[Task instructions]
Only the line with "Identify a point for each instance of the flat" and the lines after it, through the end of the material, belong in the answer; repeat them exactly.

[Start of Attachment]

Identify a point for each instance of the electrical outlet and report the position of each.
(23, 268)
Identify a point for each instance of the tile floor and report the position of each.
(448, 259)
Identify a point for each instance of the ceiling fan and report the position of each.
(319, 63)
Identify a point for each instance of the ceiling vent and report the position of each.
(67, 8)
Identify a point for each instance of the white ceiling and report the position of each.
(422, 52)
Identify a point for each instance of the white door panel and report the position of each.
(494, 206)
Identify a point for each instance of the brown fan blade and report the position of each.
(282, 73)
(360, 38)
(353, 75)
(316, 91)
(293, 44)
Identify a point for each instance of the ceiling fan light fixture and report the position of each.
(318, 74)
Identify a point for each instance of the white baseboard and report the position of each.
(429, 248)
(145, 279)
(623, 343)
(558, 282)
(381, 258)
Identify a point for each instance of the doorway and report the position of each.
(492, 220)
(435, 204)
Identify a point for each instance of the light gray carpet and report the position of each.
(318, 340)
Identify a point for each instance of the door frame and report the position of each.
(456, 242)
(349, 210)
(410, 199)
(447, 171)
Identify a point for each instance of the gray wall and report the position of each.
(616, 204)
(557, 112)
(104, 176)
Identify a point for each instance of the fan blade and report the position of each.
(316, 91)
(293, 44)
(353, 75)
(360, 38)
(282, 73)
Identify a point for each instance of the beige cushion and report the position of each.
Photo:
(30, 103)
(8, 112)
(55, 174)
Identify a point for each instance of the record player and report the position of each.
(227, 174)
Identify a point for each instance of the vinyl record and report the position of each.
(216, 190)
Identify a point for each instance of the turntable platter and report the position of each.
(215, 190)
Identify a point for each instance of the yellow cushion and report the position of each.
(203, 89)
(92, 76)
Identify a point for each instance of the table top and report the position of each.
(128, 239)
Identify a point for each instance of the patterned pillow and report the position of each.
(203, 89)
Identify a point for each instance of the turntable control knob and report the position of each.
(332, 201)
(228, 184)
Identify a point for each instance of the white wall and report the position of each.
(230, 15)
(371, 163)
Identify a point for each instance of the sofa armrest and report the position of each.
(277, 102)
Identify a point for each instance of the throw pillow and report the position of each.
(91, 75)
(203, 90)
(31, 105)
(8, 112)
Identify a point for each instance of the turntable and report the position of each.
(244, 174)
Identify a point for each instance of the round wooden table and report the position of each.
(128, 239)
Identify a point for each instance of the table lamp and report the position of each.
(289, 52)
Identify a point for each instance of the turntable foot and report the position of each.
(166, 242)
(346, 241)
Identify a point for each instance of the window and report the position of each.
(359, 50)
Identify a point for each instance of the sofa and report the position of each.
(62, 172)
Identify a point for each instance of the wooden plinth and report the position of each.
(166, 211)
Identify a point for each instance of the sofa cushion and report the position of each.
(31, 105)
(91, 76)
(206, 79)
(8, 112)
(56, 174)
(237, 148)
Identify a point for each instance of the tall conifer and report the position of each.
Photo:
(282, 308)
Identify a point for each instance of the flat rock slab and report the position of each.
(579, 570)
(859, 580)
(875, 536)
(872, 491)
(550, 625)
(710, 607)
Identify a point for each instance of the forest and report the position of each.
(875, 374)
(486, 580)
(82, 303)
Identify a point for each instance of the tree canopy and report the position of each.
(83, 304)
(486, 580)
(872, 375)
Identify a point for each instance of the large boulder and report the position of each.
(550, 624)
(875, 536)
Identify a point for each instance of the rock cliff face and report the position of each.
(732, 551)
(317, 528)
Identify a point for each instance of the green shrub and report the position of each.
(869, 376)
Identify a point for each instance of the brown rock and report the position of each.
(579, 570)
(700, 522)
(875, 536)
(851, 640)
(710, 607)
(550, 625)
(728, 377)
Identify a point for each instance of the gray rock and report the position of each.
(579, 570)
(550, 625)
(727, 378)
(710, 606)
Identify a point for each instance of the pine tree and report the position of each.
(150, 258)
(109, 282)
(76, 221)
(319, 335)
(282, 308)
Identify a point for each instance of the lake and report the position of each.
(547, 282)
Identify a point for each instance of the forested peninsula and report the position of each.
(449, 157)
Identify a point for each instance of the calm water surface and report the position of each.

[End of Attachment]

[Exercise answer]
Identify a point for each instance of the flat rock slab and report the position of each.
(579, 570)
(859, 580)
(875, 536)
(872, 491)
(550, 625)
(710, 607)
Identify a point for each instance of the forest and report the position of each.
(875, 374)
(486, 580)
(82, 303)
Identify a point for each instance of the tree canopy and report the position of each.
(83, 304)
(486, 580)
(872, 375)
Identify a point for each instance of the large boulder and report the position of each.
(550, 624)
(875, 536)
Identify a point for each instance of the rock cliff face and report the position of each.
(732, 551)
(317, 528)
Identify a point for each instance of the green shrub and report the position of each.
(869, 376)
Identify a point for each instance of the brown rock and report the position of each.
(579, 570)
(700, 522)
(875, 536)
(851, 640)
(710, 607)
(550, 625)
(728, 377)
Identify a point for each instance of the gray rock and report the position of each.
(579, 570)
(550, 625)
(727, 378)
(710, 606)
Identify a point for each instance of the pine tree and report the position of each.
(150, 258)
(109, 282)
(76, 221)
(319, 335)
(282, 308)
Identify a point for each instance of the lake and report the position of each.
(547, 282)
Identify a point for each instance of the forested peninsula and report the position of each.
(449, 157)
Identify a point for each instance of the calm water surface and report the position of each.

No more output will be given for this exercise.